● PROBLEMS TO WORK ON
#1 In the smart lock review, reproduce the passage between "Then there’s the" and "throw a tantrum.", inclusive, replacing "magnets" with "screws".
#2 Answer these questions from the smart lock review:
(a) How is installation advertised?
(b) What happens to the unit if it is attached too loosely?
(c) What does the lock's faceplate hide?

● EXCERPT
Design & Install: A Comedy of Errors
On the surface, the August Smart Lock (1st Gen) looks sleek – a round metallic puck about the size of a hockey puck on steroids. It clips onto the inside of your existing deadbolt (so from the outside you still have a keyhole, presumably to maintain the element of surprise). The idea is brilliantly simple: just remove the old thumb-turn, attach August’s adapter, and click the smart lock in place. Installation is advertised as “stupid-simple” with no locksmith required. In theory, even a mildly trained chimpanzee could do it. In practice, however, this DIY project can quickly turn into a slapstick routine. Imagine me on a Sunday afternoon: screwdriver in one hand, the august (pun intended) smart lock in the other, and a look of utter disbelief on my face as the device refuses to latch onto the adapter because I tightened a screw a tad too much (cue exasperated sigh). It’s a comedy of errors – too tight and the unit won’t latch, too loose and the whole contraption wobbles with each turn. The instructions might as well say “fiddle with it until you either get it right or fling it out the nearest window.”

Then there’s the lovely little design quirks. The lock’s faceplate (which hides the four AA batteries) is held on by magnets. In theory that’s nifty; in reality, some customers reported the cover plate falling off every few days. Nothing says quality like your high-tech lock periodically shedding parts on the floor. Perhaps it’s the lock’s way of asking for attention – “Feed me new batteries, human!” Speaking of which, the device weighs a couple of pounds and feels robust, but I suspect that’s just to reassure you that you bought a serious piece of kit. In truth, it’s basically a motorized knob with delusions of grandeur. At least you can still use your old key from the outside if all else fails (and trust me, it will). That keyhole is like the emergency exit on this rollercoaster of a product – the one thing standing between you and a locked door when the smart features throw a tantrum.

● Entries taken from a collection
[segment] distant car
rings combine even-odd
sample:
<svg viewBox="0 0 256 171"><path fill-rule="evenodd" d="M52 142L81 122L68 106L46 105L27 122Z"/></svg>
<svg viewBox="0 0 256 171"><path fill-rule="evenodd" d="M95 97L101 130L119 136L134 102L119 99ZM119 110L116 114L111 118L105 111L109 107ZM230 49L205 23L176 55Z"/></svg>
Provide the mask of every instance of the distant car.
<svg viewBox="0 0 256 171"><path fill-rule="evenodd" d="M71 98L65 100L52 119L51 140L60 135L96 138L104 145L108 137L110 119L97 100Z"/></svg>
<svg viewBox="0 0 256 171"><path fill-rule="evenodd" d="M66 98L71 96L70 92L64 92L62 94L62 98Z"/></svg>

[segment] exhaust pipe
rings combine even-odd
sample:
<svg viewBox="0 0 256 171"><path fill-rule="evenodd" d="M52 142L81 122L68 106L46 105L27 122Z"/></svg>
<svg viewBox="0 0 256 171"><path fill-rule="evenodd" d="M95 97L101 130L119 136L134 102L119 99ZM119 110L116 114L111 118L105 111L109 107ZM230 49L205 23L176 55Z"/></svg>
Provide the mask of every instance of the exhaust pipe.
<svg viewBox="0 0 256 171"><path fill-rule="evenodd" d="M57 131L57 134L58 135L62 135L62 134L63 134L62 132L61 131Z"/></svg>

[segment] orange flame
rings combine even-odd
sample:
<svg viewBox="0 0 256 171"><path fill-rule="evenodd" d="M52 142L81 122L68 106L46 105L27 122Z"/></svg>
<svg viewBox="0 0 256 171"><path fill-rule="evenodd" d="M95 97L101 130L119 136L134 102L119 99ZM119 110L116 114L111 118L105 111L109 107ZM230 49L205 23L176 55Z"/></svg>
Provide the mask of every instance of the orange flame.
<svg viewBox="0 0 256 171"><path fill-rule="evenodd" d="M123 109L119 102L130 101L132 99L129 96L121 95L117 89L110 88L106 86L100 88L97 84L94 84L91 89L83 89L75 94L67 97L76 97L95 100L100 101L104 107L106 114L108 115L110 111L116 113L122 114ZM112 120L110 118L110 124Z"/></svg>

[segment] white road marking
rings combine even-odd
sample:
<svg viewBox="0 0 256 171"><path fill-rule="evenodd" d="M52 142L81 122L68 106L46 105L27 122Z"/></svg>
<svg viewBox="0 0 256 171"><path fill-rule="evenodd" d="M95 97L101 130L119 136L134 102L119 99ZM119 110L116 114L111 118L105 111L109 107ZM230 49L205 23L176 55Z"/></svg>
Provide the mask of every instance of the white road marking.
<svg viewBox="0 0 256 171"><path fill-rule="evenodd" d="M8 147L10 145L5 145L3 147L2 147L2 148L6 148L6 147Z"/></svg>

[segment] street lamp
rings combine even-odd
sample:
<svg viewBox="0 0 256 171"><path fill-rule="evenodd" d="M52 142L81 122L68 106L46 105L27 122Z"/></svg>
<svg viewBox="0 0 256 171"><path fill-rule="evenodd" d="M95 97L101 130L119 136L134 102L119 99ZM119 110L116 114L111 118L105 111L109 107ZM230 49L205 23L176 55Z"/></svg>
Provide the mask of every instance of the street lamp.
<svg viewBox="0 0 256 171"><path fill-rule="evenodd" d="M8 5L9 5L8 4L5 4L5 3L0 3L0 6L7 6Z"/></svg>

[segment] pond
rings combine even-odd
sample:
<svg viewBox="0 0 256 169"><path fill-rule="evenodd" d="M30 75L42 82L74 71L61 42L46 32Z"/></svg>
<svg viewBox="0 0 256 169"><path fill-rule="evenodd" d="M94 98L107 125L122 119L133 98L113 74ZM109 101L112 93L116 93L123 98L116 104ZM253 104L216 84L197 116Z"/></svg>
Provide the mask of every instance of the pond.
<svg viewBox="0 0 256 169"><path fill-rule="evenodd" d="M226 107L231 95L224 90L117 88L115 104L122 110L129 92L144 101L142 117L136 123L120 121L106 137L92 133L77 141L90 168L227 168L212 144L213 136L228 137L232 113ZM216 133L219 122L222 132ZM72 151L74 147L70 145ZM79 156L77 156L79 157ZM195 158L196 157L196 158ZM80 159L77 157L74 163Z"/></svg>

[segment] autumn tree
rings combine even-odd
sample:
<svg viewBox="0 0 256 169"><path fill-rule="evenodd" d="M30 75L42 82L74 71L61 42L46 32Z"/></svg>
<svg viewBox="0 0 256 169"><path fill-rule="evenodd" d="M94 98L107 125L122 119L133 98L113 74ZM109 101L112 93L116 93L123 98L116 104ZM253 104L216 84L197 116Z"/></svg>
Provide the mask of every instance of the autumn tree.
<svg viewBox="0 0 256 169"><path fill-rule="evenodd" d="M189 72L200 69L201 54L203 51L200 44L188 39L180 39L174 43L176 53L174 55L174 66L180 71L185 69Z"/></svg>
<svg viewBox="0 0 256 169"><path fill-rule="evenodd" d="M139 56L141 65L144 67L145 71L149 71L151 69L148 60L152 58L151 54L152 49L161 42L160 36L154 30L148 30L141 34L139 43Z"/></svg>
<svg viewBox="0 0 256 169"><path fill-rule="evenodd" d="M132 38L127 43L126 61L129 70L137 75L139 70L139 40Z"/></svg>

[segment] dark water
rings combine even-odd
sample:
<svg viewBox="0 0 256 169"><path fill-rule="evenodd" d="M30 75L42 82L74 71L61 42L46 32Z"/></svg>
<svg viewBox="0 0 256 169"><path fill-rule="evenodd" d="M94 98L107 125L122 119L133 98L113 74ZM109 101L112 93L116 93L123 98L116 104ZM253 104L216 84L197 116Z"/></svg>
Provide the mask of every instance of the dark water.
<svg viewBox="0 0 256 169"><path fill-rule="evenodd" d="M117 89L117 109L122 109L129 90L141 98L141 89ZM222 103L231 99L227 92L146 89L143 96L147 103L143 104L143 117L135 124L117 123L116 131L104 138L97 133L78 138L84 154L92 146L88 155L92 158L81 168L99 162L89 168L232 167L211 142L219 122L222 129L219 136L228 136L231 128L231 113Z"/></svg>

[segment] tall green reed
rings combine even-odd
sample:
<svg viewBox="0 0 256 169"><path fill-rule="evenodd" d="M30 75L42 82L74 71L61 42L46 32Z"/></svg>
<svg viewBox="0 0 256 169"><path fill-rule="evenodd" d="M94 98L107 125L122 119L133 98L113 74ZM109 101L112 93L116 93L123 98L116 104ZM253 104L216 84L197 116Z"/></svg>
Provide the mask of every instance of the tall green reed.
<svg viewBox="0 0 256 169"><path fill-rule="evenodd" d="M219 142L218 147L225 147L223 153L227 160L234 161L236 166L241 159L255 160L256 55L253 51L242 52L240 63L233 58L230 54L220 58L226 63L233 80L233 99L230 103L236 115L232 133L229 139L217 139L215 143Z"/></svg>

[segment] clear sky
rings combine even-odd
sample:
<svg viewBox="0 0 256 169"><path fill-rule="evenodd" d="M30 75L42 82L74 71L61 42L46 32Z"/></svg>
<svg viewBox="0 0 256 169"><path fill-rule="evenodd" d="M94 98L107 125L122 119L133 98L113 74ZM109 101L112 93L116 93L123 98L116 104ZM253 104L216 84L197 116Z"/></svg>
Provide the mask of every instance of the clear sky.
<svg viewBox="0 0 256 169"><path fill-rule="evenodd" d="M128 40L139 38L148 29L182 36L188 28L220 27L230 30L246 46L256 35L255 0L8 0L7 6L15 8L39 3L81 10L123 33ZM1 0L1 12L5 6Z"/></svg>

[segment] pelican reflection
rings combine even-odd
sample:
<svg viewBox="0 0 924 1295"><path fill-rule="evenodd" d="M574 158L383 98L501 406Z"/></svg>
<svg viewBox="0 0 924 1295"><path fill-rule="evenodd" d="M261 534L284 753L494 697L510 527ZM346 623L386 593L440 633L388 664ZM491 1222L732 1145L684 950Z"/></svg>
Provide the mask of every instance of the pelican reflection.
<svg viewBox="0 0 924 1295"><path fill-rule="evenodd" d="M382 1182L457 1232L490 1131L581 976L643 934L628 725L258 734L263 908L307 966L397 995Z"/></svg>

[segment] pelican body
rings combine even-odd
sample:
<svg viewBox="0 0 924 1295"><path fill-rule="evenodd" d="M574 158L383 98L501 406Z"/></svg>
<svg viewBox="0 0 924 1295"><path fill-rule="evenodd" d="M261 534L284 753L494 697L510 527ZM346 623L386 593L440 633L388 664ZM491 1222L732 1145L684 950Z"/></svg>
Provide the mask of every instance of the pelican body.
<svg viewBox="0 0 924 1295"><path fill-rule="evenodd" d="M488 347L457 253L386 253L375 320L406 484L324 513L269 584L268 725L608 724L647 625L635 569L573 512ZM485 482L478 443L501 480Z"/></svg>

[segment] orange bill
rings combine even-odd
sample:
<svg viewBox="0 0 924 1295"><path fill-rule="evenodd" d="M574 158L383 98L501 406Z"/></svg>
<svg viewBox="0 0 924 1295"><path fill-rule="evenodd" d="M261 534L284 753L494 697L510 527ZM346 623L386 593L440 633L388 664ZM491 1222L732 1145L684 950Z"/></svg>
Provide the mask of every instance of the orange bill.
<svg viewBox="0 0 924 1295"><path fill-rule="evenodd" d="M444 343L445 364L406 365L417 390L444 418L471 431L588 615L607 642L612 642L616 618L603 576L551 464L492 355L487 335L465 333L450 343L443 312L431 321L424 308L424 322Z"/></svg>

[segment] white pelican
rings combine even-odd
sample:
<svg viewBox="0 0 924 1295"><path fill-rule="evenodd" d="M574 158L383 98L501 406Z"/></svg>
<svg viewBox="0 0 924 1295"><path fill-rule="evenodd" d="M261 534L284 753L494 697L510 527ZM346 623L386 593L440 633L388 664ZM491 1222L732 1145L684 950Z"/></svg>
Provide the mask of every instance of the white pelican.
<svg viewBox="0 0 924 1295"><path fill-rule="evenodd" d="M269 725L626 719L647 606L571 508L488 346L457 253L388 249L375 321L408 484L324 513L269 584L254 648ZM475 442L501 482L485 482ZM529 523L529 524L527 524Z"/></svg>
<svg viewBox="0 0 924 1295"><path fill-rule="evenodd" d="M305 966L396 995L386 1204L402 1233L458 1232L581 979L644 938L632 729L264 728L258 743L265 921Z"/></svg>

● REPLIES
#1
Then there’s the lovely little design quirks. The lock’s faceplate (which hides the four AA batteries) is held on by screws. In theory that’s nifty; in reality, some customers reported the cover plate falling off every few days. Nothing says quality like your high-tech lock periodically shedding parts on the floor. Perhaps it’s the lock’s way of asking for attention – “Feed me new batteries, human!” Speaking of which, the device weighs a couple of pounds and feels robust, but I suspect that’s just to reassure you that you bought a serious piece of kit. In truth, it’s basically a motorized knob with delusions of grandeur. At least you can still use your old key from the outside if all else fails (and trust me, it will). That keyhole is like the emergency exit on this rollercoaster of a product – the one thing standing between you and a locked door when the smart features throw a tantrum.

#2
(a) As "stupid-simple," with no locksmith required.
(b) The whole contraption wobbles with each turn.
(c) The four AA batteries.